Start of Input data

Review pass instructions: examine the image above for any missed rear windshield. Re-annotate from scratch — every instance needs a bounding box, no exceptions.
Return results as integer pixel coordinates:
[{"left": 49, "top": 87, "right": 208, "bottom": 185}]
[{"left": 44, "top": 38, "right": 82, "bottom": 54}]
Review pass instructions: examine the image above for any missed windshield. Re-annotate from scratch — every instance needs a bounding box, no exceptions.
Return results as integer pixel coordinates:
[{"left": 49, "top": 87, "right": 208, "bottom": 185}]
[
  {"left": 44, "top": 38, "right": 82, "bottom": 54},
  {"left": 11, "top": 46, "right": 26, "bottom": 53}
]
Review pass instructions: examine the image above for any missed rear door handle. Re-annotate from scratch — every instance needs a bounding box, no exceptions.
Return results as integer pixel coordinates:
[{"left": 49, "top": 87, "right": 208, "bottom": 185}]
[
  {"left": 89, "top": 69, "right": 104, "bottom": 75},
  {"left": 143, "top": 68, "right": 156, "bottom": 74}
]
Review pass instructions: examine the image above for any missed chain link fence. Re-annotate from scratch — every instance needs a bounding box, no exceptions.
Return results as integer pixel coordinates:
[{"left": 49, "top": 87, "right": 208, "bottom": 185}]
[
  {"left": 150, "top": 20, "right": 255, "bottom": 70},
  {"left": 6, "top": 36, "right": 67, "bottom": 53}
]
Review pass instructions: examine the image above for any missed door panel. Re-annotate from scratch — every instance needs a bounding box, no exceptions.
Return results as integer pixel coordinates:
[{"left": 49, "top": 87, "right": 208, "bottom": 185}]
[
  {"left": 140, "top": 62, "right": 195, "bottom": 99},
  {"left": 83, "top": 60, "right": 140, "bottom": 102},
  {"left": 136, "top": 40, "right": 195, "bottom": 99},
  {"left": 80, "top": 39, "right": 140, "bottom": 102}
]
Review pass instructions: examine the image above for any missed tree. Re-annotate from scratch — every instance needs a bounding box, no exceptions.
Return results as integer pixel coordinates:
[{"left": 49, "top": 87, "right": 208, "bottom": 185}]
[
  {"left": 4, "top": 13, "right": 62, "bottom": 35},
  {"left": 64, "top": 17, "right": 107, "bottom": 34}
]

End of Input data

Collect each line of the data above that contains the word "instance", and reproduce those lines verbatim.

| Response to the exercise |
Review pass instructions: examine the image above for any missed rear windshield. Re-annotate from scratch — every instance needs a bounding box, no exceptions.
Review pass instructions: examine the image above for any missed windshield. Re-annotate from scratch — every instance needs a bounding box, no exceptions.
Review pass instructions: examine the image above for any missed rear door handle. Re-annotate from scratch — every instance needs a bounding box, no exceptions.
Review pass instructions: examine the image above for any missed chain link fence. Re-annotate from scratch — every instance needs a bounding box, no exceptions.
Review pass instructions: examine the image above for any missed door panel. Re-annotate from scratch — every instance needs a bounding box, no exceptions.
Review pass instructions: examine the image above for any missed tree. Re-annotate from scratch — every instance needs a bounding box, no exceptions.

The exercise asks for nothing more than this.